_Description of the task:_ Everything from the line holding "mark any windshield" through the last line below must be repeated exactly, and nothing else.

_Available data:_

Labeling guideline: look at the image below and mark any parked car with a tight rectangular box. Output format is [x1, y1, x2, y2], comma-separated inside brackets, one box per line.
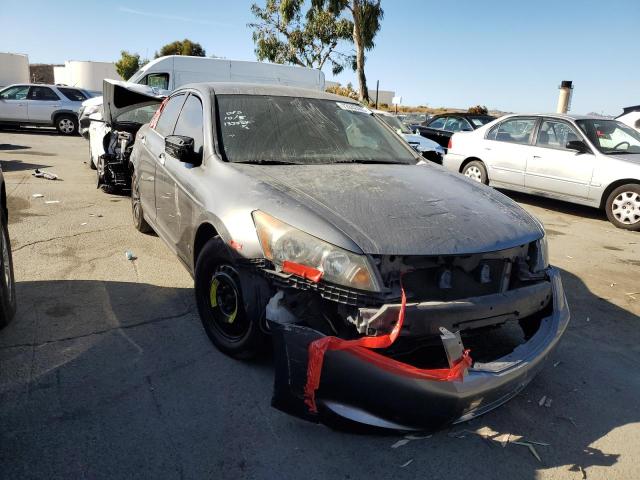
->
[444, 114, 640, 231]
[401, 112, 429, 128]
[87, 80, 166, 190]
[373, 110, 444, 163]
[0, 83, 91, 135]
[413, 113, 495, 151]
[129, 82, 569, 430]
[0, 166, 16, 329]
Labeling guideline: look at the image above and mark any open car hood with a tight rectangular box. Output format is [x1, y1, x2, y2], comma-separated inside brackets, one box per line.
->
[102, 79, 168, 124]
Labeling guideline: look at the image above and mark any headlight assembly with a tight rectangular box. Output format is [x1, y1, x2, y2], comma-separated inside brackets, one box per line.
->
[252, 211, 381, 291]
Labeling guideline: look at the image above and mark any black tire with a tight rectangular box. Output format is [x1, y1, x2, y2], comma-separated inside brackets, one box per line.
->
[462, 160, 488, 185]
[605, 183, 640, 231]
[131, 170, 152, 233]
[195, 237, 265, 359]
[0, 210, 17, 329]
[88, 140, 97, 170]
[55, 114, 78, 136]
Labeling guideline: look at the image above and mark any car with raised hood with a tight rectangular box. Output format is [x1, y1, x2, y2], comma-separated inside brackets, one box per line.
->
[87, 80, 167, 190]
[129, 83, 569, 430]
[373, 110, 444, 163]
[444, 114, 640, 231]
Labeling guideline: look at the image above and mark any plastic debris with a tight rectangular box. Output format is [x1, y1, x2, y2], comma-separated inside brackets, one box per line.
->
[544, 397, 552, 408]
[391, 439, 410, 449]
[80, 222, 88, 226]
[32, 169, 58, 180]
[32, 193, 44, 198]
[404, 433, 432, 440]
[125, 251, 137, 261]
[553, 361, 562, 367]
[538, 395, 547, 407]
[44, 200, 60, 204]
[511, 441, 542, 462]
[399, 459, 413, 468]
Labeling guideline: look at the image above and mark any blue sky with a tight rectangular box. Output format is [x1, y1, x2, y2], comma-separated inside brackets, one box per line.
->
[2, 0, 638, 114]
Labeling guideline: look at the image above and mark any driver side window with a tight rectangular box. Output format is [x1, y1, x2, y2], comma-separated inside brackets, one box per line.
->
[0, 86, 29, 100]
[154, 94, 186, 137]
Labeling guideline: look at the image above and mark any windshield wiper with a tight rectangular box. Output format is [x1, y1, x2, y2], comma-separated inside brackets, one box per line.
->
[234, 160, 300, 165]
[333, 159, 406, 165]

_Solution to this task:_
Labeling guideline: look at the image above and mark any windshield wiper with a tight rectangular box. Output format is [x1, y1, x2, y2], comma-separated inside brackets, one box per line.
->
[234, 160, 300, 165]
[333, 159, 406, 165]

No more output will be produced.